◆ **Set tasks**
1 – Decide whether each statement agrees with the passage on the SVD recommender. Answer yes or no for each and quote the words from the passage that settle it. (a) The default number of components in SVDRecommender is 22. (b) The Kaggle submission beat the benchmark of the top-performing recommender system. (c) The user-movie matrix fills missing ratings with each movie's mean rating.
2 – Write the next part of the passage on the SVD recommender, starting after its final line of code.

** begin Provided passage **

The submission to Kaggle resulted in a lower-than-expected score, falling short of surpassing the benchmark set by the top-performing recommender system. Consequently, we shifted our strategy and explored a Singular Value Decomposition (SVD)-based model as an alternative approach.

## SVD

In [None]:
from sklearn.decomposition import TruncatedSVD

class SVDRecommender:
    def __init__(self, n_components=22, n_iter=10):
        self.svd = TruncatedSVD(n_components=n_components, n_iter=n_iter, random_state=42)
        self.user_movie_matrix = None

    def fit(self, train_df):
        # create a user-movie matrix
        self.user_movie_matrix = pd.pivot_table(train_df, values='rating', index='user_id', columns='movie_id', fill_value=0)

        # fit SVD on the user-movie matrix
        self.svd.fit(self.user_movie_matrix)

    def predict_top(self, user_id, at=5, remove_seen=True):
        # get all movie IDs
        all_movie_ids = self.user_movie_matrix.columns

        # predict ratings for the specified user
        user_ratings = self.svd.inverse_transform(self.svd.transform(self.user_movie_matrix.loc[[user_id]]))

        # sort movie IDs by predicted ratings
        top_movie_ids = all_movie_ids[np.argsort(user_ratings)[0, ::-1]]

        # optionally remove seen movies
        if remove_seen:
            seen_movies = train[train['user_id'] == user_id]['movie_id'].values
            top_movie_ids = [movie_id for movie_id in top_movie_ids if movie_id not in seen_movies]

        # limit to top 'at' movies
        top_movie_ids = top_movie_ids[:at]

        return top_movie_ids

In [None]:
# create an instance of the SVDRecommender class
svd_recommender = SVDRecommender()

** end Provided passage **
** begin Source data **

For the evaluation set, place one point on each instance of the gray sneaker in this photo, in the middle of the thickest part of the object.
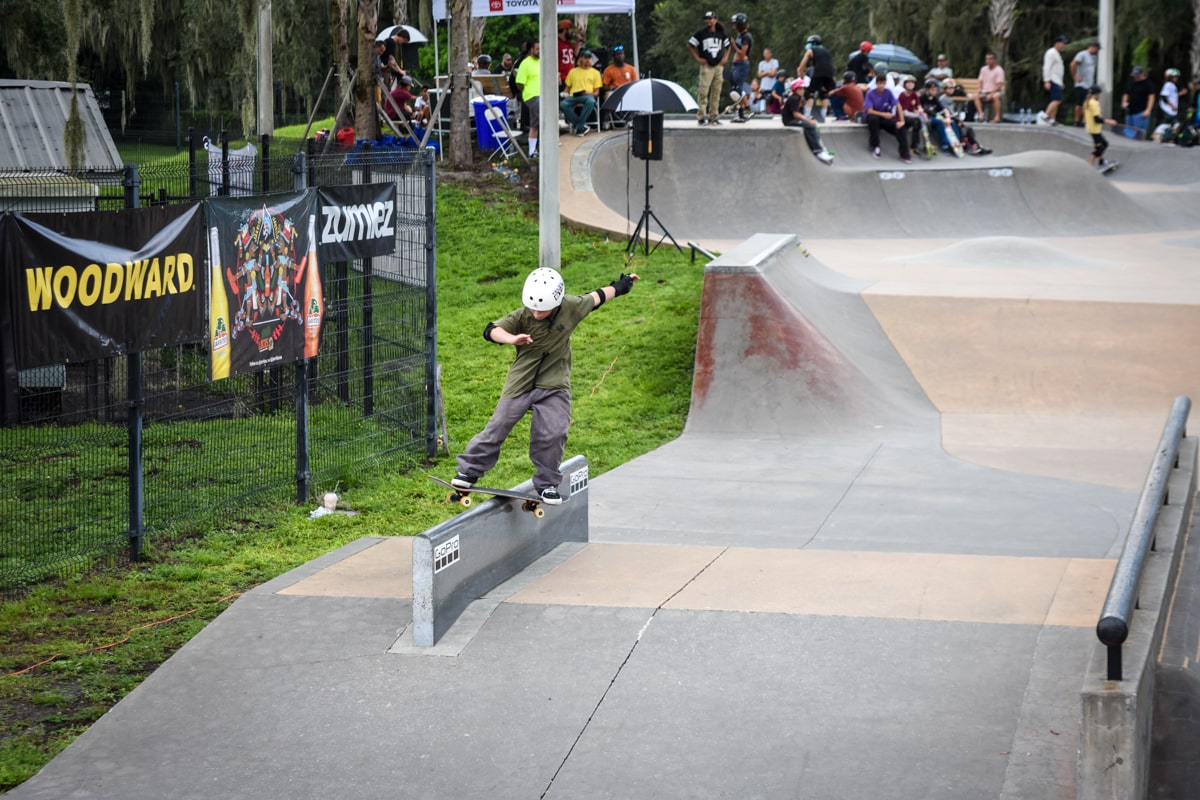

** end Source data **

◆ **Results**
1 –
(a) Yes: "n_components=22"
(b) No: "falling short of surpassing the benchmark set by the top-performing recommender system"
(c) No: "fill_value=0"

2 –
# fit the model to the training data
svd_recommender.fit(train)

In [None]:
import csv

with open('solution.csv', 'w',encoding='UTF8', newline='') as f:
    # create the csv writer
    writer = csv.writer(f)
    # write a row to the csv file
    writer.writerow(['user_id', 'prediction'])
    for user_id in tqdm(test.user_id.unique(), desc="Generating predictions"):
        relevant_items = svd_recommender.predict_top(user_id, at=25)
        list_relevants = ' '.join([str(elem) for elem in relevant_items])
        writer.writerow([str(user_id),list_relevants])

Generating predictions: 100%|██████████| 6037/6037 [04:01<00:00, 25.01it/s]


In [None]:
# specify the file path for download
file_path = 'solution.csv'

# download the file
files.download(file_path)

<IPython.core.display.Javascript object>

<IPython.core.display.Javascript object>

After several iterations, we chose to stick with the previously demonstrated method, as it successfully outperformed the top recommender's score of 0.06923. Our final submission achieved a score of 0.12048.